TASK DETAILS »
Set down exactly, from the records below, the line with "point: blue jeans" through the line with "point: boy in", and nothing else.
**** RECORDED DATA ****
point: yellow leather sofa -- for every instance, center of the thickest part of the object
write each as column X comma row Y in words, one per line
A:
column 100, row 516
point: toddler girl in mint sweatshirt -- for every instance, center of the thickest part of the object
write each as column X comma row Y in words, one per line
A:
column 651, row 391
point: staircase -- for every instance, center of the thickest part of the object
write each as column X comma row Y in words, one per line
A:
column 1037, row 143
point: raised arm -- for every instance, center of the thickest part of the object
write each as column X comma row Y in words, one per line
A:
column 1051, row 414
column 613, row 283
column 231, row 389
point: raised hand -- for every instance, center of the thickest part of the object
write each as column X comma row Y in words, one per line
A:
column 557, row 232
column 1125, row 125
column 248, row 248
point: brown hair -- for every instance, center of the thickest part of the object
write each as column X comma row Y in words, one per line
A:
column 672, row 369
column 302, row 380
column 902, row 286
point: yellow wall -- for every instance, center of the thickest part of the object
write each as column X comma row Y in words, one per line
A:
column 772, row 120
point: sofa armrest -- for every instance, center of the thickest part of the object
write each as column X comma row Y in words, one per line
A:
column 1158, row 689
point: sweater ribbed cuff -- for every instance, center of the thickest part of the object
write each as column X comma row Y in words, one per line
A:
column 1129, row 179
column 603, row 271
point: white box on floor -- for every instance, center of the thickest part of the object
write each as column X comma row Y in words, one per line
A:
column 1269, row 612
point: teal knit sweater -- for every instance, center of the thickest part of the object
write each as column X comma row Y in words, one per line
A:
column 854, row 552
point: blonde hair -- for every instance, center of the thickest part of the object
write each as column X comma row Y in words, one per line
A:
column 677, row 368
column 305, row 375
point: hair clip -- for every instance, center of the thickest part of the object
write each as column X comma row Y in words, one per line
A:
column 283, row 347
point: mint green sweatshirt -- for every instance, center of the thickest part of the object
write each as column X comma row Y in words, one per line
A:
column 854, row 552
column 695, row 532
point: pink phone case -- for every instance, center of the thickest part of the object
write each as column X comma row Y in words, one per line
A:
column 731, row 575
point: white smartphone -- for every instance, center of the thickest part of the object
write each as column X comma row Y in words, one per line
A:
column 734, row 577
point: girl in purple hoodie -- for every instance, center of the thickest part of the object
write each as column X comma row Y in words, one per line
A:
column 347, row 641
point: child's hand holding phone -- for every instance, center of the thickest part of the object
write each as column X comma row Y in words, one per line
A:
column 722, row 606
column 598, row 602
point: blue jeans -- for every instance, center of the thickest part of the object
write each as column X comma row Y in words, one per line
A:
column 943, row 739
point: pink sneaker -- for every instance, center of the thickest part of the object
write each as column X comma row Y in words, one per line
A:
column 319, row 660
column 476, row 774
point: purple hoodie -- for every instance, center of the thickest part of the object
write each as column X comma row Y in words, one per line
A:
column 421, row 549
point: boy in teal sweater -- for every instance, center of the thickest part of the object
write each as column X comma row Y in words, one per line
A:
****
WRITTEN ANSWER »
point: blue jeans -- for every instance, center of the thickest part of the object
write each as column X comma row Y in words, one per line
A:
column 943, row 739
point: pink sneaker -- for every instance, center of the thickest part of the object
write each as column X comma row Y in words, one per line
A:
column 319, row 660
column 476, row 774
point: purple hoodie -- for every instance, center of the thickest part of the object
write each as column X comma row Y in words, one per line
A:
column 421, row 549
point: boy in teal sweater -- for every instance, center of the thickest part of the object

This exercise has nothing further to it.